SOURCE TEXT:
* * *

I am not exaggerating when I say that three days of pure CM goodness being poured into me changed not only how I felt about schooling at that moment but it also really helped me focus my overall plan for schooling the littles. Not that I even know what’s happening next year but I feel better about the blips and bumps along the way because I can see how the whole picture fits together. I can see how life is a part of the process and part of what makes things fit overall. So that documentary on life in the Galapagos ended up fitting in nicely when a family member went to the Galapagos Islands and flooded my Instagram feed with the most beautiful pictures imaginable, and that ended up fitting in even more nicely with the geography book that I picked up and just so happened to start with Archipelagos.
Best of all was that I didn’t need to make any of those connections. The science of relations worked on its own and the children pulled it all together by themselves. Also, it didn’t matter that I was still reading the first chapter of Robinson Crusoe to Little Man. Turns out he had kept up with the reading schedule but barely understood his own narrations and needed me there to help him break down the language. So we started over and worked on it together. On the positive side, I finally found a book that was challenging to him!
I still use a lot of the resources from the Ambleside curriculum, they are good, solid books and I don’t want to completely reinvent the wheel but I also figured out that the Schedule Cards put out by Sabbath Mood are far more helpful to us in this phase of life. Right now, I need the flexibility of movable cards based on a set amount of time more than a week by week list of chapters to be read. But just two months ago that weekly breakdown worked so perfectly, what happened to me? Am I that flighty?
Maybe, the problem isn’t me? I know that the problem isn’t the curriculum because I know so many who thrive while using it. Maybe, the problem is with how I’m trying to view the problem itself. I keep trying to find a fit like I’m a puzzle piece trying to find my spot in the jigsaw, but what if I am not a part of a puzzle at all. What if I belong to Jenga instead? What if I am not a piece at all but rather the whole game?

* * *

Items from a data source:
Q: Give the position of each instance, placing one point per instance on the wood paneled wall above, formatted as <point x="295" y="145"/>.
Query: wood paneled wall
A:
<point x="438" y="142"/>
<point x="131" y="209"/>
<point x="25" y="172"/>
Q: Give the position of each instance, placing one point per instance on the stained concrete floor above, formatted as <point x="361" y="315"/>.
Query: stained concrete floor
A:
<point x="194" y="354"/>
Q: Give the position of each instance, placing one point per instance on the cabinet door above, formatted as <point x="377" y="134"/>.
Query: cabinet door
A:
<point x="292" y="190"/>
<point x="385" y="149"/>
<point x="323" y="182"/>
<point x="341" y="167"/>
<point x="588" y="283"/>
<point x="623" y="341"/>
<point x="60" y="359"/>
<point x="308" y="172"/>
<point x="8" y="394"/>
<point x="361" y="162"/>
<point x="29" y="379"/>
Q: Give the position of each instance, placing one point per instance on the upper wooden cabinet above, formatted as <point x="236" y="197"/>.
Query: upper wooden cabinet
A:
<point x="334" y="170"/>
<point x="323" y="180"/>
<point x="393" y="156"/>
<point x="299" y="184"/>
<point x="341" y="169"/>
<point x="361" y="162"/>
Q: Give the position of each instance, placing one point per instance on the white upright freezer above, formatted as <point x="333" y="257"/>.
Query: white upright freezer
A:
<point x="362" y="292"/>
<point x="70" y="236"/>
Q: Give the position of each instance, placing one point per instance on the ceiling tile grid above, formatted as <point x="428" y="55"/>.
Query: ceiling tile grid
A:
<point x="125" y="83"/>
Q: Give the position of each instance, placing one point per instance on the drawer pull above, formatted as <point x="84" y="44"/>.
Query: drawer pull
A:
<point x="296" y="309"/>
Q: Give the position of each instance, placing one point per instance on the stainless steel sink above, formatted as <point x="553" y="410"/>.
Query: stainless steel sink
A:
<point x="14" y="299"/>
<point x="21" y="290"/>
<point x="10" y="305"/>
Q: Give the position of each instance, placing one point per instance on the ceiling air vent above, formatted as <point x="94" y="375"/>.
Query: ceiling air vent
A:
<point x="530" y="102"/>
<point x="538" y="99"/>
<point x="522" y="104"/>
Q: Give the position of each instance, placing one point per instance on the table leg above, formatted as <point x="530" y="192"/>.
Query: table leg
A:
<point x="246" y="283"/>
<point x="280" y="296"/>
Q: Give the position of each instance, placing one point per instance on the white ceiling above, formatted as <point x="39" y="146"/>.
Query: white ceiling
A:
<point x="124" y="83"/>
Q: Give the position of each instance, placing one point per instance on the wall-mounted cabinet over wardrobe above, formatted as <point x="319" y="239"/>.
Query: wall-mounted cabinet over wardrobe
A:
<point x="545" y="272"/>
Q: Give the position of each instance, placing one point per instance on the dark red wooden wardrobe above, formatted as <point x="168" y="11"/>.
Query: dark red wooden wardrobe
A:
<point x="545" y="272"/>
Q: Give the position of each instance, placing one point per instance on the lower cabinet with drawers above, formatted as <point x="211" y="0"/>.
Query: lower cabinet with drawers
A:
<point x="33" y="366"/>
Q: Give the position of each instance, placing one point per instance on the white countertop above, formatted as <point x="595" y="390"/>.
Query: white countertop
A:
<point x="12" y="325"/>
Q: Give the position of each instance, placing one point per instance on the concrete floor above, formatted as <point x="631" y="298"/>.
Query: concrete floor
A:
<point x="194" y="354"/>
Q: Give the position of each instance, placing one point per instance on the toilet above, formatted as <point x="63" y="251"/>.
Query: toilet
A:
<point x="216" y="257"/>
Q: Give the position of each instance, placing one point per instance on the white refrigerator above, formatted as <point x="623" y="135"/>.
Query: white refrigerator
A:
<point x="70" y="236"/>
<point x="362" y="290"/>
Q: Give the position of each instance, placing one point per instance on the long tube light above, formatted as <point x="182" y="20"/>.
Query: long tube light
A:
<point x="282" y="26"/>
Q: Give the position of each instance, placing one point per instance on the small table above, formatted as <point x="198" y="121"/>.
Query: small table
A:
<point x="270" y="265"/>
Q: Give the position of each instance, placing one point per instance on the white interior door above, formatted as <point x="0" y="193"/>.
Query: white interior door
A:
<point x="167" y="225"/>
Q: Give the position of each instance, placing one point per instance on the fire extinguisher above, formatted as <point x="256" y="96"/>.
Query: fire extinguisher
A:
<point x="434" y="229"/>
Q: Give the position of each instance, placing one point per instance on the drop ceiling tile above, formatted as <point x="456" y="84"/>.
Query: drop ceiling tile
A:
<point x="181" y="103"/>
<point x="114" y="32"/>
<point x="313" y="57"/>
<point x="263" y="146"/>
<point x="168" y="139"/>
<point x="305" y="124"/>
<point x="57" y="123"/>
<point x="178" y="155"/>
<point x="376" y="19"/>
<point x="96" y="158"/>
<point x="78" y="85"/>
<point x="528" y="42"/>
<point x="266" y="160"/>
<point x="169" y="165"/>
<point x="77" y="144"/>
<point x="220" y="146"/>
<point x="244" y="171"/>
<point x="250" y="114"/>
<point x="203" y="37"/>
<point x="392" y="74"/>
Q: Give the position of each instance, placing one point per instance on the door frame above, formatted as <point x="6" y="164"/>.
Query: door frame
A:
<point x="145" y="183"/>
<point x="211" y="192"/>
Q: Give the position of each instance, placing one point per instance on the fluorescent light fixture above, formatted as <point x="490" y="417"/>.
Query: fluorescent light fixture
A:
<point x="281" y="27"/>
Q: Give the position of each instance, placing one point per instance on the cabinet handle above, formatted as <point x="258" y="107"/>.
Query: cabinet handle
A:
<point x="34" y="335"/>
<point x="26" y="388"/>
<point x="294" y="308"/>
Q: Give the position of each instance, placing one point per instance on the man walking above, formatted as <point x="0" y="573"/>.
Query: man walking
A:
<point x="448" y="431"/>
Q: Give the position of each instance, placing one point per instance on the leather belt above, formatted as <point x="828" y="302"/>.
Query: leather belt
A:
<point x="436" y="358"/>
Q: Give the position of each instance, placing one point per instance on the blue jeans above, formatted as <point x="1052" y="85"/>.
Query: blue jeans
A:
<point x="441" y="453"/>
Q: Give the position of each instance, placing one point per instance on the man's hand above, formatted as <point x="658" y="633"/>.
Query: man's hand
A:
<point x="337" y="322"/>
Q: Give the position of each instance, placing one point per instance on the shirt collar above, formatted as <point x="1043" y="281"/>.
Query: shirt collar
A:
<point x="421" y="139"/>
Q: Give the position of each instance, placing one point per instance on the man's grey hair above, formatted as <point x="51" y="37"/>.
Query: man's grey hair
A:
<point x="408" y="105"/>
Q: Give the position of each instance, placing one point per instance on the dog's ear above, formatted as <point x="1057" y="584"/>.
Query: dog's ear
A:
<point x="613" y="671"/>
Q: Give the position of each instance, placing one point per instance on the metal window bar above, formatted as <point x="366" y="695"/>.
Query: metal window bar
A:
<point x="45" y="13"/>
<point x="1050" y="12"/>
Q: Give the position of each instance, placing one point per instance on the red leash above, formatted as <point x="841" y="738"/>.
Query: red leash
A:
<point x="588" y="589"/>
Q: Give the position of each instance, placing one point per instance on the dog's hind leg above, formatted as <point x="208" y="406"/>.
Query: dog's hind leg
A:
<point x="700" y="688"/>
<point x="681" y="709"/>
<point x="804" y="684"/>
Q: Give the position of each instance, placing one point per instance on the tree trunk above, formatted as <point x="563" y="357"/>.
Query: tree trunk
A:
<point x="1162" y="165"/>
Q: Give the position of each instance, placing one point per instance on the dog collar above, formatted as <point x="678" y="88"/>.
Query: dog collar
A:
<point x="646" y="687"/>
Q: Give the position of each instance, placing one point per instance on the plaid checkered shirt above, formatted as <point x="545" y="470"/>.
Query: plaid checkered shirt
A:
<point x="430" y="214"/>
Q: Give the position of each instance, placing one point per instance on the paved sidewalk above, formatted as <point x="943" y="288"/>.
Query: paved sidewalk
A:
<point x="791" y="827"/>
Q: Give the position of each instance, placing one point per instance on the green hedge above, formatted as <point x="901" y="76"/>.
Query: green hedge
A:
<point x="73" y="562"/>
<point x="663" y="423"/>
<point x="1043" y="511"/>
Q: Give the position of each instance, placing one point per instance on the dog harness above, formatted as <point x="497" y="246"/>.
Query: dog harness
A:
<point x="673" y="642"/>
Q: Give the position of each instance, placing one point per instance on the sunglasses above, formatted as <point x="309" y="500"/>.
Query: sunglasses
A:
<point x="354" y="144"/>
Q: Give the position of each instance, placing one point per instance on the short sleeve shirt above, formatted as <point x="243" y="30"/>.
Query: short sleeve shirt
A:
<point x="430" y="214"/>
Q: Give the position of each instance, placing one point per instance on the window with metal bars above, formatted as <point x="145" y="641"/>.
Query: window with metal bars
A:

* * *

TASKS FOR THIS EXERCISE:
A: Using the homeschooling text, decide whether each statement below agrees with it: (i) The writer finds the Sabbath Mood Schedule Cards more helpful in this phase of life, (ii) the writer had to make the connections between the Galapagos documentary and the geography book, (iii) Little Man had fallen behind the reading schedule for Robinson Crusoe. Answer each with yes or no and quote the deciding words.
B: Duplicate the part of the homeschooling text between "Maybe, the problem isn’t" and "the whole game?", inclusive.

EXERCISE SOLUTIONS:
A:
(i) Yes: "the Schedule Cards put out by Sabbath Mood are far more helpful to us in this phase of life"
(ii) No: "Best of all was that I didn’t need to make any of those connections."
(iii) No: "Turns out he had kept up with the reading schedule but barely understood his own narrations"

B:
Maybe, the problem isn’t me? I know that the problem isn’t the curriculum because I know so many who thrive while using it. Maybe, the problem is with how I’m trying to view the problem itself. I keep trying to find a fit like I’m a puzzle piece trying to find my spot in the jigsaw, but what if I am not a part of a puzzle at all. What if I belong to Jenga instead? What if I am not a piece at all but rather the whole game?